» **Exercise materials**:

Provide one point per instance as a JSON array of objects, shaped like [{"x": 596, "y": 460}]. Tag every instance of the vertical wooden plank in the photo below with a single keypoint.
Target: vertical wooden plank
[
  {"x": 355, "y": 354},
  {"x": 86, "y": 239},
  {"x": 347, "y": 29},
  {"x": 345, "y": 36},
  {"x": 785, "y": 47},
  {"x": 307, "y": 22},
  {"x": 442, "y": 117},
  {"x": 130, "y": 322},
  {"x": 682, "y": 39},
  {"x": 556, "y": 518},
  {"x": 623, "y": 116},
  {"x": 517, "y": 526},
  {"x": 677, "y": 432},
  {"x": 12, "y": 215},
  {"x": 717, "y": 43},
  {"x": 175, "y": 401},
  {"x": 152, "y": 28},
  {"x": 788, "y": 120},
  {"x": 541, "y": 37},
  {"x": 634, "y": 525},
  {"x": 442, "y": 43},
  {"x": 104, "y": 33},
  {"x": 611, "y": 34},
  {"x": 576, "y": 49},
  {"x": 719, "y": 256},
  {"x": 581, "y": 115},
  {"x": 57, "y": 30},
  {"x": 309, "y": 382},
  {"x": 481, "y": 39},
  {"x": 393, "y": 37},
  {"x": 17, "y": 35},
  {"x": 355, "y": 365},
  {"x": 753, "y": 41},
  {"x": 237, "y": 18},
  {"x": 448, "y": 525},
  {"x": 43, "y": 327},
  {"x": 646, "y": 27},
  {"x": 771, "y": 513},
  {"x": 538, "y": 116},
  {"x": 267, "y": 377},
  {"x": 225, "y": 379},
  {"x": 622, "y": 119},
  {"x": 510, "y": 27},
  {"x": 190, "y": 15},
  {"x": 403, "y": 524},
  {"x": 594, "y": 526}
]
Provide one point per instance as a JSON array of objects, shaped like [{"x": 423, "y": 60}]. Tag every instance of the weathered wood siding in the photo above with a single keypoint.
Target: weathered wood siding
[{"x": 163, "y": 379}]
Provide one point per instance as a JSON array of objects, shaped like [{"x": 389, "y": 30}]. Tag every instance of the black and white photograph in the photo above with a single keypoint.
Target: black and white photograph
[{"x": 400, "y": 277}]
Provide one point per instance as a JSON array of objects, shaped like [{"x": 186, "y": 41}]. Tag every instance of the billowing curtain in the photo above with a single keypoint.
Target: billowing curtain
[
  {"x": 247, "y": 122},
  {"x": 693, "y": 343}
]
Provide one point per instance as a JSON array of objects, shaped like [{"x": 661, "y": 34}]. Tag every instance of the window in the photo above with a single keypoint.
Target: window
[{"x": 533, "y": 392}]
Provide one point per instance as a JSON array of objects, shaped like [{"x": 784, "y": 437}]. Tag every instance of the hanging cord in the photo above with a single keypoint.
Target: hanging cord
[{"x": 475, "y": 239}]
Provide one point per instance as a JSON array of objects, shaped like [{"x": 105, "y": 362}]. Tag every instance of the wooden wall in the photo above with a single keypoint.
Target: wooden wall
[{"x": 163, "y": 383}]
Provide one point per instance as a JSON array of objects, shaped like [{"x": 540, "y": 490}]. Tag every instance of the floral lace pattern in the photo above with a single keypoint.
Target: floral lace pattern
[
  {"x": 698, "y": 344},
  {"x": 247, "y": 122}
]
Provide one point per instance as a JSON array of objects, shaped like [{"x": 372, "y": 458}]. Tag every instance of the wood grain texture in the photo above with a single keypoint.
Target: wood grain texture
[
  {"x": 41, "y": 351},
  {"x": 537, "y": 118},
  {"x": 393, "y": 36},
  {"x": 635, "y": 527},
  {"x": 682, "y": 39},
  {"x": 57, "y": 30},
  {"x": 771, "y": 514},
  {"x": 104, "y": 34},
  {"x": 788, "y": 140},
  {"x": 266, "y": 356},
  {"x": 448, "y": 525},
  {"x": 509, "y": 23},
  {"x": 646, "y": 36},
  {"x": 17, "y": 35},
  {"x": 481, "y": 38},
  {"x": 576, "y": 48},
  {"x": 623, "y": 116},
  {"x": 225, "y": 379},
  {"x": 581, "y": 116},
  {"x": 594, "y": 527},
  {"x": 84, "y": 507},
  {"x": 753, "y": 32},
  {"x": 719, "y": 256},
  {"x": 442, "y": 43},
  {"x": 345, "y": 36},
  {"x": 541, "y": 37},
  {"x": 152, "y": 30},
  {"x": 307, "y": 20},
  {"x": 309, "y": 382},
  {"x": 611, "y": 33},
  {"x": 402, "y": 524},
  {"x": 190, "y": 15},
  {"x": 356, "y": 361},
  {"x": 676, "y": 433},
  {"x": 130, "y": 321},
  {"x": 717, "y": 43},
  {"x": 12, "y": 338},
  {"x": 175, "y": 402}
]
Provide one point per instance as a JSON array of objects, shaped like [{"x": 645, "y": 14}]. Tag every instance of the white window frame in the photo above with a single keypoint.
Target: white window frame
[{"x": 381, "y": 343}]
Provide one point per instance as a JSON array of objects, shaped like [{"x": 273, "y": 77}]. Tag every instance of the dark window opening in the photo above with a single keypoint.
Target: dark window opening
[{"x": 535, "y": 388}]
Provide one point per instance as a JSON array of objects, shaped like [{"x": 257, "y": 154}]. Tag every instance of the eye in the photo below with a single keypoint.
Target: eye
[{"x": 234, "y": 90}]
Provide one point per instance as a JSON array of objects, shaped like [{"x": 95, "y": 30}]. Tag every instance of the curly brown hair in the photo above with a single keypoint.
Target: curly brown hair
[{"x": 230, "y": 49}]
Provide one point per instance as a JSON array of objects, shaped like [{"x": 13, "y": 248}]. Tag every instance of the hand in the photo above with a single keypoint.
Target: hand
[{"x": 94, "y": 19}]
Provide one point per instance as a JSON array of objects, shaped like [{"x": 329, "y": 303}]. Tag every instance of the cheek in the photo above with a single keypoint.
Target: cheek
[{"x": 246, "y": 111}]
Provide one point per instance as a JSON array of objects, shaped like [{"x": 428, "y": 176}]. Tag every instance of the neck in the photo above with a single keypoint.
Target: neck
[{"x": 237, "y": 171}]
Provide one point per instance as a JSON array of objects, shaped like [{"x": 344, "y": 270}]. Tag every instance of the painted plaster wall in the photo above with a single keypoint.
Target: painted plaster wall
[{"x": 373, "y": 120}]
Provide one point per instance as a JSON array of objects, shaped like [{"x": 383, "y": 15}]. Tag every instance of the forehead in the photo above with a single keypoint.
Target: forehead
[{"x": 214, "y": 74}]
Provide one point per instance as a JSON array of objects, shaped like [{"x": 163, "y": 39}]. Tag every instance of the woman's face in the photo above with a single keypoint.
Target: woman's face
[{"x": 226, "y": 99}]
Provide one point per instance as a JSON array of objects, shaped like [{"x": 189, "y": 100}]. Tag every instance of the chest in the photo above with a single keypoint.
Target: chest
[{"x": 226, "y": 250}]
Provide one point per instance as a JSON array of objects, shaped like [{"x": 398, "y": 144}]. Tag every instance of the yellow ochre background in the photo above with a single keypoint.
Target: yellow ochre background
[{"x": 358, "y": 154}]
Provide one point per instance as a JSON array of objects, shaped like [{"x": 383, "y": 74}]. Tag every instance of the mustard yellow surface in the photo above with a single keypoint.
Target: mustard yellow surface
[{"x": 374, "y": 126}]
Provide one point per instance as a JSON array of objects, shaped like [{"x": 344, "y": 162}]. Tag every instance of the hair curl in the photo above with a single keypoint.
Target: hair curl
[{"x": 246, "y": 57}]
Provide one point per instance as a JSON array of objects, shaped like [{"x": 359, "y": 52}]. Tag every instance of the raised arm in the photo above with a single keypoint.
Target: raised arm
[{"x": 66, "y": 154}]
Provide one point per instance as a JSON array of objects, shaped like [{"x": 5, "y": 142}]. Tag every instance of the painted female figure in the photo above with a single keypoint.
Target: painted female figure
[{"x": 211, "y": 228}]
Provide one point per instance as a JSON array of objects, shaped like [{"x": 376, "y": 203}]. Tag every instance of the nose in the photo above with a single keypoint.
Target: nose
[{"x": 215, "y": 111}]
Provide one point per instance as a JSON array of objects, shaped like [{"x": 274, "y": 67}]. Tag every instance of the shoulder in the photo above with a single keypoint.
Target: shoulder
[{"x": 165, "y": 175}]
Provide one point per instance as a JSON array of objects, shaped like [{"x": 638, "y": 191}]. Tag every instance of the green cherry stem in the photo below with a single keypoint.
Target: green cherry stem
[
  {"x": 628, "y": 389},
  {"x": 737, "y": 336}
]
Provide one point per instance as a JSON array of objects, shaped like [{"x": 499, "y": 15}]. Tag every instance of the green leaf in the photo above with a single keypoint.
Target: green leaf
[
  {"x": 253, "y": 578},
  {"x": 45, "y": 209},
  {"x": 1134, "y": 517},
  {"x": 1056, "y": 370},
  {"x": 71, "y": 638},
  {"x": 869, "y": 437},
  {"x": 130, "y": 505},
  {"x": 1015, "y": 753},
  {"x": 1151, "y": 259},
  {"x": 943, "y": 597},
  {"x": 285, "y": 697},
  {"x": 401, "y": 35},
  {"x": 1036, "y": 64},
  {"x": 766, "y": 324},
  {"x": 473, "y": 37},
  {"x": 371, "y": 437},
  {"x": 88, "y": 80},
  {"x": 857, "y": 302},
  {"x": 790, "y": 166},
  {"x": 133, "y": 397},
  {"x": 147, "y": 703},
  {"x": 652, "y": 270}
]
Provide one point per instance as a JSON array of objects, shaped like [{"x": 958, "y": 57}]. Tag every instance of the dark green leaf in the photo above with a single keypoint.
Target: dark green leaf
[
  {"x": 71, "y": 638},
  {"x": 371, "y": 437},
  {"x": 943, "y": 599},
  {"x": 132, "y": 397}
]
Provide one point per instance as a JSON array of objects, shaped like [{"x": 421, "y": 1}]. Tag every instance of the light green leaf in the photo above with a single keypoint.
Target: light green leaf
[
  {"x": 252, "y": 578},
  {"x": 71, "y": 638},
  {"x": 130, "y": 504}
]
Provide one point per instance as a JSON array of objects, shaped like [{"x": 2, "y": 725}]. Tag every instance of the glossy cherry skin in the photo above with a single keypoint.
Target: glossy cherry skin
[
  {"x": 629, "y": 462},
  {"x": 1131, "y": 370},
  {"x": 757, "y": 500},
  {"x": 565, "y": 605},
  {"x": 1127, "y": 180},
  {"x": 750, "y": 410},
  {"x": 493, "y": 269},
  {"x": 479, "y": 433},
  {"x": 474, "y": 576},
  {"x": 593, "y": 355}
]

» **Description of the task**:
Edit the part that opens with the line containing "of the glossy" and runs through the end of the records, swapping "cherry" for "plum" and leaving everything else as it is.

» **Answer to this exercise**:
Provide one point per instance as a JSON array of objects, shaped like [{"x": 2, "y": 725}]. Tag every instance of the glossy plum skin in the photo above with a single keypoint.
Target: glossy plum skin
[
  {"x": 629, "y": 462},
  {"x": 1131, "y": 370},
  {"x": 757, "y": 500},
  {"x": 565, "y": 605},
  {"x": 1127, "y": 180},
  {"x": 750, "y": 410},
  {"x": 493, "y": 269},
  {"x": 479, "y": 433},
  {"x": 474, "y": 576},
  {"x": 593, "y": 355}
]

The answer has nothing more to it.